[Brief]: Copy the records word for word from the beginning through the line that contains "[[368, 340], [548, 355], [99, 371]]", leaving out the pictures.

[Material to process]:
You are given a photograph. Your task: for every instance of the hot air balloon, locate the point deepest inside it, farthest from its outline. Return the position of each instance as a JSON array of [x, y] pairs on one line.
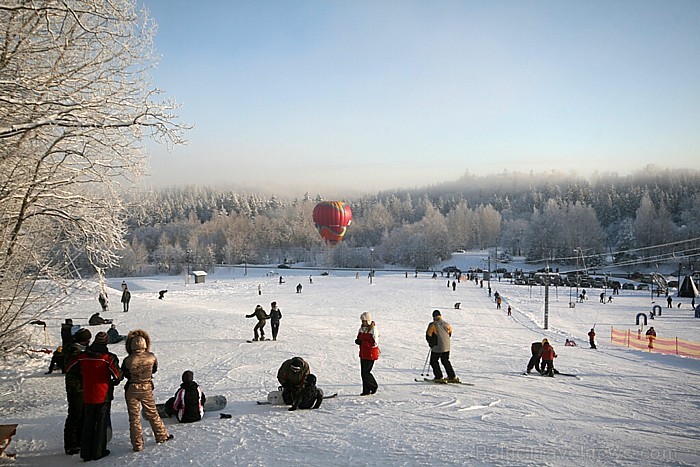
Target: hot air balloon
[[332, 219]]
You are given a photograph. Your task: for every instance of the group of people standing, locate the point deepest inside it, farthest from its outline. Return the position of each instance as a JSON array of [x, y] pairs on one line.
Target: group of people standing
[[92, 373]]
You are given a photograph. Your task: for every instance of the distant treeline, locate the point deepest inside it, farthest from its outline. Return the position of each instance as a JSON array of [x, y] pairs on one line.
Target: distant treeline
[[556, 217]]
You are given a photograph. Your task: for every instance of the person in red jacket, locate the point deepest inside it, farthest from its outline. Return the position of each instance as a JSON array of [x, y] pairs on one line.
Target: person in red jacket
[[368, 340], [548, 355], [99, 371]]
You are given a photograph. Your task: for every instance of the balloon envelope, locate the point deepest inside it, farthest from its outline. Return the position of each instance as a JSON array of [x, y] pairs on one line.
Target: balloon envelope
[[332, 219]]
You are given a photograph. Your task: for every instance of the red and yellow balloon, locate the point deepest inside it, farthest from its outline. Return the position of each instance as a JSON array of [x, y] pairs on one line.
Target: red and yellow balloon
[[332, 219]]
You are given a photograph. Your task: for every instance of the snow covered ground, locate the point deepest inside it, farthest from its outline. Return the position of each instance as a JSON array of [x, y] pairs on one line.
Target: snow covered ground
[[625, 408]]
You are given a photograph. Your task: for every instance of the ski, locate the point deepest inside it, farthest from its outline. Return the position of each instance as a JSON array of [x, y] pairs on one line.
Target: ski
[[428, 380], [324, 398]]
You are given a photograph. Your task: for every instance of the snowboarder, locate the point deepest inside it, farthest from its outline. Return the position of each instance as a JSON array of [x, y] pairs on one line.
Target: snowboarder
[[188, 403], [291, 376], [275, 317], [310, 397], [591, 338], [368, 340], [262, 319], [138, 368], [73, 427], [126, 298], [99, 372], [548, 355], [438, 335]]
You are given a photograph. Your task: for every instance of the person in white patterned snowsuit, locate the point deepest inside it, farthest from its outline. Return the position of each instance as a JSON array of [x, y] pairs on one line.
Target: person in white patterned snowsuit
[[138, 369]]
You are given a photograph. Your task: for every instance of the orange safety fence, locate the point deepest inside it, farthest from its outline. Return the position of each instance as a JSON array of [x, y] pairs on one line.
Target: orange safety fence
[[640, 341]]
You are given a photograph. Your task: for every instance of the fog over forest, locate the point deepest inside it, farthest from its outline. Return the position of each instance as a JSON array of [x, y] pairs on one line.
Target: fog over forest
[[540, 216]]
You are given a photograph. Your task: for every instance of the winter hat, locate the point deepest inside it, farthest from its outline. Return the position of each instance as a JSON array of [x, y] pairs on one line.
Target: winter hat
[[138, 343], [102, 338], [296, 364]]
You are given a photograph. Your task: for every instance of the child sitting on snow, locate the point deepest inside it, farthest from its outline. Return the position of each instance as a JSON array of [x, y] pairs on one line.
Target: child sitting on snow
[[310, 397]]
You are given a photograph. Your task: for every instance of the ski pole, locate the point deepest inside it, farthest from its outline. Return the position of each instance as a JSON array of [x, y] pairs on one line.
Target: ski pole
[[425, 366]]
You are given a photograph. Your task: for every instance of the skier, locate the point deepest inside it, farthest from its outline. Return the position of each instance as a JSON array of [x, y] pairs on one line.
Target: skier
[[591, 338], [126, 298], [188, 403], [291, 376], [534, 362], [548, 355], [438, 335], [99, 372], [368, 340], [262, 319], [275, 317], [310, 397], [138, 368]]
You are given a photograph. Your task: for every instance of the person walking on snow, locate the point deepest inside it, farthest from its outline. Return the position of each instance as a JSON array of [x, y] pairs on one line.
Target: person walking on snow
[[368, 340], [275, 317], [548, 355], [439, 335], [262, 319], [138, 368], [591, 338], [126, 298]]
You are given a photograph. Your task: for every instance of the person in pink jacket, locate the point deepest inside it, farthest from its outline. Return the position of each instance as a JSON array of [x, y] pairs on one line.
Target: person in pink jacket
[[368, 340]]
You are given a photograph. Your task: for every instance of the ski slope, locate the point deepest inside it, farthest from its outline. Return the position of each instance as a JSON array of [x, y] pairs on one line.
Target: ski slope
[[625, 408]]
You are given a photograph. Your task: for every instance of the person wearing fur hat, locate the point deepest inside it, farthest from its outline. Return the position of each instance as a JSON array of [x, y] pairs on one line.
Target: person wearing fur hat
[[73, 428], [368, 340], [188, 403], [291, 376], [99, 372], [138, 368], [438, 335]]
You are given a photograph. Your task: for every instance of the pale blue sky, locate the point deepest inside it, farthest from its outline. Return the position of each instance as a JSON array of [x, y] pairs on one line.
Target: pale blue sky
[[367, 95]]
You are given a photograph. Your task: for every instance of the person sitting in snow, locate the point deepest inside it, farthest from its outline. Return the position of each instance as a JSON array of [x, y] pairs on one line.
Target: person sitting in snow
[[188, 403], [292, 376], [310, 397]]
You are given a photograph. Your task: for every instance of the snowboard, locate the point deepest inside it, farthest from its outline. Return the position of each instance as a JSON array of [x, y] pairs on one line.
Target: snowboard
[[277, 399], [212, 404], [428, 380]]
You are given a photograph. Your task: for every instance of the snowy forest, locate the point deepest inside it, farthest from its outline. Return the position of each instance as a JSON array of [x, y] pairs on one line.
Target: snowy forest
[[541, 217]]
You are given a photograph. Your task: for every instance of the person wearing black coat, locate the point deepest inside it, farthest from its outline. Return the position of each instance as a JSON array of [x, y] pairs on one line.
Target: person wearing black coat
[[188, 403]]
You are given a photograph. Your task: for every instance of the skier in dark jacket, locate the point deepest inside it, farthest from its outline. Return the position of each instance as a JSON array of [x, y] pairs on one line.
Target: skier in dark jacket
[[292, 375], [99, 372], [310, 397], [275, 317], [262, 319], [534, 362], [188, 403], [73, 428]]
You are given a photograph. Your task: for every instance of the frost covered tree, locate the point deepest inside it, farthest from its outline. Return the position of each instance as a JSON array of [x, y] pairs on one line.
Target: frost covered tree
[[76, 103]]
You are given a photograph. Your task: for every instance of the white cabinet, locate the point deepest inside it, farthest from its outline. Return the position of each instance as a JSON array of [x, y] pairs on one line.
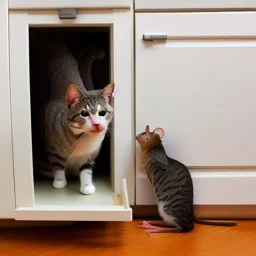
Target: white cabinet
[[196, 4], [38, 201], [6, 180], [199, 85]]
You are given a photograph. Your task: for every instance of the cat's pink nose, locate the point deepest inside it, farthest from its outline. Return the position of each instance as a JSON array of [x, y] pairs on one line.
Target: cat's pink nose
[[96, 125]]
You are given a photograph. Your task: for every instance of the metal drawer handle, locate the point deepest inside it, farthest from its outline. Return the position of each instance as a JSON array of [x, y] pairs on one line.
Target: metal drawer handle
[[67, 13], [154, 36]]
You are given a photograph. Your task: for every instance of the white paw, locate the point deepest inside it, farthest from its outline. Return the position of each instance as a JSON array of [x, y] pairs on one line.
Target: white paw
[[87, 190], [59, 183]]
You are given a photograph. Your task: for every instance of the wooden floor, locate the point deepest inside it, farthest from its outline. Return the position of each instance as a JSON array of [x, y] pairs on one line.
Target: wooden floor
[[124, 238]]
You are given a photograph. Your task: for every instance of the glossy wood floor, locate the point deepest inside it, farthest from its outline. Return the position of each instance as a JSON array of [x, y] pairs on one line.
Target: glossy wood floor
[[124, 238]]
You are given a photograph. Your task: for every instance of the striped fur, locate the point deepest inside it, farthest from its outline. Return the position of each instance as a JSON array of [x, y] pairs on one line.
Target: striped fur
[[173, 185]]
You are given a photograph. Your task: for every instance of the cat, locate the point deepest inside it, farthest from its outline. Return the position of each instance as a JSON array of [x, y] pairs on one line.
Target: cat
[[75, 120], [173, 186]]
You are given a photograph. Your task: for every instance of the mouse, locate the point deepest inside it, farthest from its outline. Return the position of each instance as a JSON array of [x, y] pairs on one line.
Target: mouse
[[173, 186]]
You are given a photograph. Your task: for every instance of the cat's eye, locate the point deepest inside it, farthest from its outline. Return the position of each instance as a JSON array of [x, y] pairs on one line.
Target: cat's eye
[[102, 113], [84, 113]]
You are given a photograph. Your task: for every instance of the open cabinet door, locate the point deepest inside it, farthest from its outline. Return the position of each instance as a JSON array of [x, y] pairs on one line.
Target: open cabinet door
[[38, 200], [197, 80]]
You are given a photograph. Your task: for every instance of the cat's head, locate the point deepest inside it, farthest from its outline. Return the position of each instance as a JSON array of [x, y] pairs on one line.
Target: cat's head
[[149, 139], [89, 112]]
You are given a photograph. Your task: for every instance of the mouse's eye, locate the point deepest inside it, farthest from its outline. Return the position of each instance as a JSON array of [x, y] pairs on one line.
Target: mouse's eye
[[84, 113]]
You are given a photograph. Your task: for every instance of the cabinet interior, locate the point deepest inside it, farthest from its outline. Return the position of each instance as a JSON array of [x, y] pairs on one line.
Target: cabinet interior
[[75, 39]]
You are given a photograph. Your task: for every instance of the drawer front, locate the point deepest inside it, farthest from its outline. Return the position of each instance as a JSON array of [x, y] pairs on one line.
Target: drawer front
[[196, 4], [49, 4], [199, 85]]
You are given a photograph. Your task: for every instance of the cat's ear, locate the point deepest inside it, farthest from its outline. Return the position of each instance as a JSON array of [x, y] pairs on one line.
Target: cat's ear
[[73, 94], [160, 132], [108, 91]]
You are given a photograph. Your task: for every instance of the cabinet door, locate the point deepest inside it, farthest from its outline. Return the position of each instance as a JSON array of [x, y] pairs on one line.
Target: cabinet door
[[6, 181], [199, 85], [38, 201], [50, 4], [196, 4]]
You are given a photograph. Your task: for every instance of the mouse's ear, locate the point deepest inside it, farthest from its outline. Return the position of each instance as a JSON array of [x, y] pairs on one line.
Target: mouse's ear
[[160, 132], [147, 129]]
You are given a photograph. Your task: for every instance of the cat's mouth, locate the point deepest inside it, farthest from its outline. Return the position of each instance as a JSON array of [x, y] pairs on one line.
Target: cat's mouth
[[96, 131]]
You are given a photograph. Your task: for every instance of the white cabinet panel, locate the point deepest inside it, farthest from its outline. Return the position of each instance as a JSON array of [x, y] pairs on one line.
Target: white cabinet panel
[[50, 4], [33, 201], [199, 85], [6, 181], [196, 4]]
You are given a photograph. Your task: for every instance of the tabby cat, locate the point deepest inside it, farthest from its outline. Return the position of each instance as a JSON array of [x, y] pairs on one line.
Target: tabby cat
[[75, 120], [173, 186]]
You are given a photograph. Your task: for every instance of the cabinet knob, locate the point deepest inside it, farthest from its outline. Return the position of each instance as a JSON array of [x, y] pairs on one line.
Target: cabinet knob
[[154, 36]]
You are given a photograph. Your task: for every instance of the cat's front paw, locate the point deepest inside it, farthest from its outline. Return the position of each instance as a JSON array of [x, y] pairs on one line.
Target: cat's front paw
[[87, 189], [59, 183]]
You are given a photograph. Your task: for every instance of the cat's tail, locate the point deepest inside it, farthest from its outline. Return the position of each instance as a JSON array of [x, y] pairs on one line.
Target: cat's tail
[[85, 61], [215, 223]]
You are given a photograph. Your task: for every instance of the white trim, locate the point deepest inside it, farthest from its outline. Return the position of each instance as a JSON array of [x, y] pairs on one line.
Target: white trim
[[7, 201], [210, 188], [101, 213]]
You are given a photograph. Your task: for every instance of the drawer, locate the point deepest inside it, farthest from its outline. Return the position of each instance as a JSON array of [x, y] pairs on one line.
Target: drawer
[[199, 85], [53, 4], [196, 4]]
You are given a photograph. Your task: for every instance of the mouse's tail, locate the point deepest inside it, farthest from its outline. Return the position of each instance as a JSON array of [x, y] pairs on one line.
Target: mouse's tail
[[215, 223]]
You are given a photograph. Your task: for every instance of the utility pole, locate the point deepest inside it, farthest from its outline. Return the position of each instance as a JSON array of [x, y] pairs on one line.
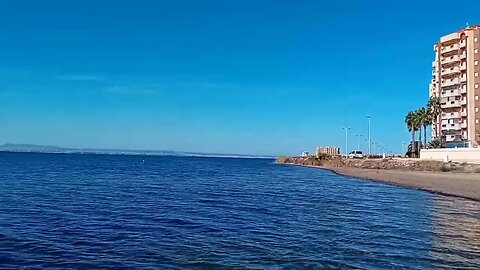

[Written answer]:
You are given a photograph. Your task: for every instance of the hot air balloon, locate the point deepest inside it, farthest from its outline. Return the position of each instance as a JSON array of [x, y] pairs on one line.
Target: hot air balloon
[[332, 219]]
You are given a photograph. Your task: for every instance of the group of people standing, locate the point deepest inside it, farthest from its outline. Return the position of each instance as a JSON array of [x, y] pairs on one line.
Target: group of people standing
[[92, 373]]
You are given a photograph. Your task: for every instance of the distant treeline, locate the point deepest inside it, farthest from its outline. Return the position of each instance as a JSON array of [x, y] pairs on one line.
Target: distant treeline
[[556, 217]]
You are given a photograph. Your task: for every instance of the person in red jacket, locate the point deepest inside it, farthest from its outline. Return the position of each instance as a JSON array of [x, y] pairs on one line.
Target: person in red jacket
[[368, 340], [548, 355], [99, 371]]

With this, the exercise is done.